### [SET EXERCISE A]
In the mailing list post about the numeric comparison anomaly, what would __cmp__ need to return for an object to compare equal to something?
### [SET EXERCISE B]
Render this sentence from the mailing list post about the numeric comparison anomaly into Spanish: "Note that your __cmp__ does not even look at the second argument."
### [SET EXERCISE C]
Pick up the mailing list post about the numeric comparison anomaly after its final sentence and keep writing the reply.

** BEGIN DOCUMENT SEGMENT **

Numeric comparison anomaly
Gary Herron
gherron at islandtraining.com
Thu Feb 20 16:30:28 EST 2003
On Thursday 20 February 2003 12:38 pm, sismex01 at hebmex.com wrote:
> > From: Piet van Oostrum [mailto:piet at cs.uu.nl]
> > Sent: Thursday, February 20, 2003 4:56 AM
> >
> > >>>>> Gerrit Holl <gerrit at nl.linux.org> (GH) schreef:
> >
> > GH> You can use the __cmp__ overloader:
> >
> > GH> 21 >>> class A:
> > GH> 21 ... def __cmp__(self, other):
> > GH> 21 ... return 1
> > GH> 21 ...
> > GH> 22 >>> A() > 5
> > GH> True
> > GH> 23 >>> A() < 9
> > GH> False
> > GH> 24 >>> A() >= 3
> > GH> True
> >
> > >>> inf = A()
> > >>> inf > inf
> >
> > True
> >
> > >>> inf == inf
> >
> > False
>
> This is correct, or wrong?
>
> -gustavo
This is correct of course. By having __cmp__ return 1 *always*, you
are saying inf is greater than *anything* else without regard to what
the other thing is. (Note that your __cmp__ does not even look at the
second argument.) It will never compare equal to anything (__cmp__
would need to return a zero for that).

** END DOCUMENT SEGMENT **
** BEGIN DATA SECTION **

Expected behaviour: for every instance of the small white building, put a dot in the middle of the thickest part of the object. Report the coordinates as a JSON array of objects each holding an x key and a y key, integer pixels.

** END DATA SECTION **

### [WRITTEN RESPONSE A]
A zero.

### [WRITTEN RESPONSE B]
Observa que tu __cmp__ ni siquiera mira el segundo argumento.

### [WRITTEN RESPONSE C]
Thus
inf > ...any python object...
returns True because __cmp__ returns 1 (meaning "is greater than") and
inf == ...any python object...
returns False because __cmp__ returns 1 (meaning "is greater than" --
not "equal to").
Did you perhaps miss that __cmp__ must return one of three casses:
negative integer: meaning "self is less than other"
0: meaning "self is equal to other"
positive integer: meaning "self is greater than other"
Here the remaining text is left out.